[Data in this exercise — start]
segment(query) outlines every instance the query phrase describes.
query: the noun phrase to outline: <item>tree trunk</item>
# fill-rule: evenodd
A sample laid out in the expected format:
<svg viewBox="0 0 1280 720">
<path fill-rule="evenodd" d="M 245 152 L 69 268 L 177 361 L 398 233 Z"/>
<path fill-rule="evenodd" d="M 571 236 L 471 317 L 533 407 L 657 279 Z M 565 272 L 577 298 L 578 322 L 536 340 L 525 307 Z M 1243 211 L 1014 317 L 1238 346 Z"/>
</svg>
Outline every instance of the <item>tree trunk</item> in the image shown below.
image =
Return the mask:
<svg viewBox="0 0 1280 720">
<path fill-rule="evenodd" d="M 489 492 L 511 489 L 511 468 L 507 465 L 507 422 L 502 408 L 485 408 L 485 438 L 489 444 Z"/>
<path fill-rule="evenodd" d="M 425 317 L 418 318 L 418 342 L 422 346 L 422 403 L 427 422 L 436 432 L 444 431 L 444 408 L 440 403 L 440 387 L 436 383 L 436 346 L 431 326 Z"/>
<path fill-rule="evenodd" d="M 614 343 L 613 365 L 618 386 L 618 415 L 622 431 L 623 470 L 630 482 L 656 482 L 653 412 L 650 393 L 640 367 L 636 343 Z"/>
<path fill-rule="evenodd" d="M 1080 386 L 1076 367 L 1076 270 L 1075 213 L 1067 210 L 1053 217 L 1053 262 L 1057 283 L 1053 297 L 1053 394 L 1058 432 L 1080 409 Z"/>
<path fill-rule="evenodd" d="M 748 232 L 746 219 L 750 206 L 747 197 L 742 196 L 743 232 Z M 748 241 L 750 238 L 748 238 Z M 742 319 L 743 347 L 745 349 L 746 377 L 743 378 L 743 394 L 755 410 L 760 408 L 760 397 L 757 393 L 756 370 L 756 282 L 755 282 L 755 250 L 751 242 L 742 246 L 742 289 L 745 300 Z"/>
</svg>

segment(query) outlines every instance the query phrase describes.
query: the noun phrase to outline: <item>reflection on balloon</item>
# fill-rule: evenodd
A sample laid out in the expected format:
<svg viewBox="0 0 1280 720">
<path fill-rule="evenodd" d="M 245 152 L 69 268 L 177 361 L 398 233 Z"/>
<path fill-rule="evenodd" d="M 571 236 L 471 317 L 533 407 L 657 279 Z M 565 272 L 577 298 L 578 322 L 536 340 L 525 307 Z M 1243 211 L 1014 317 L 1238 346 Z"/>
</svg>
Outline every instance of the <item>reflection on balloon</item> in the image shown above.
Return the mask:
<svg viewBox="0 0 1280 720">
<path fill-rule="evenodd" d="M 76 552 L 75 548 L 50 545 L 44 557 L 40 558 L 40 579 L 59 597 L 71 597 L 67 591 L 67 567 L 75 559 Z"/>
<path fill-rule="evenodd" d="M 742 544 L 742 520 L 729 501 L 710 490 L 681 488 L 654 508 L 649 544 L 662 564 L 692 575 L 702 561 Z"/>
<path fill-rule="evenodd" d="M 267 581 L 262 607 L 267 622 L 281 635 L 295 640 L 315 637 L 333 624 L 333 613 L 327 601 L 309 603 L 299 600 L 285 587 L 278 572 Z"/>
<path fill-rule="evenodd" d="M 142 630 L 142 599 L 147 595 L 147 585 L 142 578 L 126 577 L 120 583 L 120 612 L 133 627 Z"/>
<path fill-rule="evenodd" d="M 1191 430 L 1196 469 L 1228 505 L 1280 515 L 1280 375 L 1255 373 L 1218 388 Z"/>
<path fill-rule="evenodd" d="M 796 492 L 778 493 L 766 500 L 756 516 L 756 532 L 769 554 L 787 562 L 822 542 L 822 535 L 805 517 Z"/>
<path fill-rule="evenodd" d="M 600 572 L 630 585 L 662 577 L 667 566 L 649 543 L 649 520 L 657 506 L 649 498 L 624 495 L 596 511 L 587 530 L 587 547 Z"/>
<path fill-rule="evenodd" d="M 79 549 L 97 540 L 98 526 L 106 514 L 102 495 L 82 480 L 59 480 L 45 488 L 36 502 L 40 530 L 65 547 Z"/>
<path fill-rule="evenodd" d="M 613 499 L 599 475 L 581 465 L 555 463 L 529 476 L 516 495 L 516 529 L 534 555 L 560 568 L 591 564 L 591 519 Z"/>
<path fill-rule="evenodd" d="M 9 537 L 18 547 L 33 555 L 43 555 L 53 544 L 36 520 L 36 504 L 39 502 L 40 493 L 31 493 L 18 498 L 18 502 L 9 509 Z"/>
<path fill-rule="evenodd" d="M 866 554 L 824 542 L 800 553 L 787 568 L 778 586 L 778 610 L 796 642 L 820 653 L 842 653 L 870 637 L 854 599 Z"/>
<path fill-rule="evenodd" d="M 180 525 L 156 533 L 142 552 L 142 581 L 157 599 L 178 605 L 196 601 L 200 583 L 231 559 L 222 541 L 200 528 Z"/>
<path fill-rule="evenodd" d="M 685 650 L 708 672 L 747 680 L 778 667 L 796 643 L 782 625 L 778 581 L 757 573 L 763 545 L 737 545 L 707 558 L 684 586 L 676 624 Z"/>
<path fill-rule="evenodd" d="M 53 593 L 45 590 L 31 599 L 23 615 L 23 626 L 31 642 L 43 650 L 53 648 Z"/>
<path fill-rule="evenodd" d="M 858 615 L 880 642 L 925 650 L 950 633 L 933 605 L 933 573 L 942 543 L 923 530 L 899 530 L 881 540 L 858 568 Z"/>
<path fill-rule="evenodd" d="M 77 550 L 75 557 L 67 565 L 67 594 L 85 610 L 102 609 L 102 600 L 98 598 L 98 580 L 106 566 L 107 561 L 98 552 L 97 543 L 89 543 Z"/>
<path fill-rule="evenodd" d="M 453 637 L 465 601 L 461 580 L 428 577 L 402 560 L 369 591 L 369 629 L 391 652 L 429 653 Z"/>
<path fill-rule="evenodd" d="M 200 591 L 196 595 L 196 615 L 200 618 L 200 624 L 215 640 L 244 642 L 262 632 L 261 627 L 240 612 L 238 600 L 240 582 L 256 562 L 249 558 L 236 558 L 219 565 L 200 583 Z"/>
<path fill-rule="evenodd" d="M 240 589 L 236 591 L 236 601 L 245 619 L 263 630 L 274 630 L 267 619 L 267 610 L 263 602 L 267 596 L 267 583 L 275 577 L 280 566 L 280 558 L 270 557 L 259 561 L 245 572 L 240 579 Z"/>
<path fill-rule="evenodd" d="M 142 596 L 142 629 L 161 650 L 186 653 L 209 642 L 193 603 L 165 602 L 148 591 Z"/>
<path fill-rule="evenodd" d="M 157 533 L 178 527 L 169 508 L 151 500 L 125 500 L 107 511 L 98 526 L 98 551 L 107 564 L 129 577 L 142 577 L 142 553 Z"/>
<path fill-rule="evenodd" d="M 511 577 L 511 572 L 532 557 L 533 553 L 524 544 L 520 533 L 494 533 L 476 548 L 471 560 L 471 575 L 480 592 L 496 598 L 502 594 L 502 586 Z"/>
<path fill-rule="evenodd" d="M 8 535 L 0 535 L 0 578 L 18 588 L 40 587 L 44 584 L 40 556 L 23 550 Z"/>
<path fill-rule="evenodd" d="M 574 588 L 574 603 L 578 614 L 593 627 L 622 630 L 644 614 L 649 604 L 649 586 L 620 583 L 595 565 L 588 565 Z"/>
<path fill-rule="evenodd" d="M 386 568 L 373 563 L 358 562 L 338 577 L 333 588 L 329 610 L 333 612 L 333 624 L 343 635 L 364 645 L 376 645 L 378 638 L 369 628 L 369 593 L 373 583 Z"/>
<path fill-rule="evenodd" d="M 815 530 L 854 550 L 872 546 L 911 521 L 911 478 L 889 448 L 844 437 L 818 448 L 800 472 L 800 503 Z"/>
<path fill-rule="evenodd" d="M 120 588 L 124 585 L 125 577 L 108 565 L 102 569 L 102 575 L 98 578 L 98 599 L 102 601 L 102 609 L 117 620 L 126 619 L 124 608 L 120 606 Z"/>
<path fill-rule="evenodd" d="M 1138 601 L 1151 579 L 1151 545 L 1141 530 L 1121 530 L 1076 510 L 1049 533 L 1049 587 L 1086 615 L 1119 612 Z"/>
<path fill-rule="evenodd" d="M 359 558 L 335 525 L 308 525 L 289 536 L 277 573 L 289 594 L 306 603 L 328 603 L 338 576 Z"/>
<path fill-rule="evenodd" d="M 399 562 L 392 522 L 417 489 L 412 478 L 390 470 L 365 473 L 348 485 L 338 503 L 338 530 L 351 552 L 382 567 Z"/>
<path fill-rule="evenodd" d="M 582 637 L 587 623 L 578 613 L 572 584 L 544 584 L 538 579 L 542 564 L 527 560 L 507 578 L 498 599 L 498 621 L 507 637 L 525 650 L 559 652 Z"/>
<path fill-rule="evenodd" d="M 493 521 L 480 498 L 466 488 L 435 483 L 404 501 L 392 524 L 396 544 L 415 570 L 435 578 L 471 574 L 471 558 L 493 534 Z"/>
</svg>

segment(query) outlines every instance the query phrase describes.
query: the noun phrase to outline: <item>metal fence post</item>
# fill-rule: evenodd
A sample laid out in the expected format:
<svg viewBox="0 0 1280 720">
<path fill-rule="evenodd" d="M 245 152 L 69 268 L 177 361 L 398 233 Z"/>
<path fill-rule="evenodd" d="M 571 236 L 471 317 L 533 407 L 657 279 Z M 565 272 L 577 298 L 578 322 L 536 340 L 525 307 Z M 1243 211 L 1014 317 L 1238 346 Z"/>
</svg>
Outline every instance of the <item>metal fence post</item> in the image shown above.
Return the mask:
[Data in this exercise — finish]
About this task
Go through the data above and find the lines with the word "metal". Copy each of those lines.

Exercise solution
query: the noun phrase to outline: <item>metal fence post</item>
Outline every instance of the <item>metal fence post</item> in the image shown above.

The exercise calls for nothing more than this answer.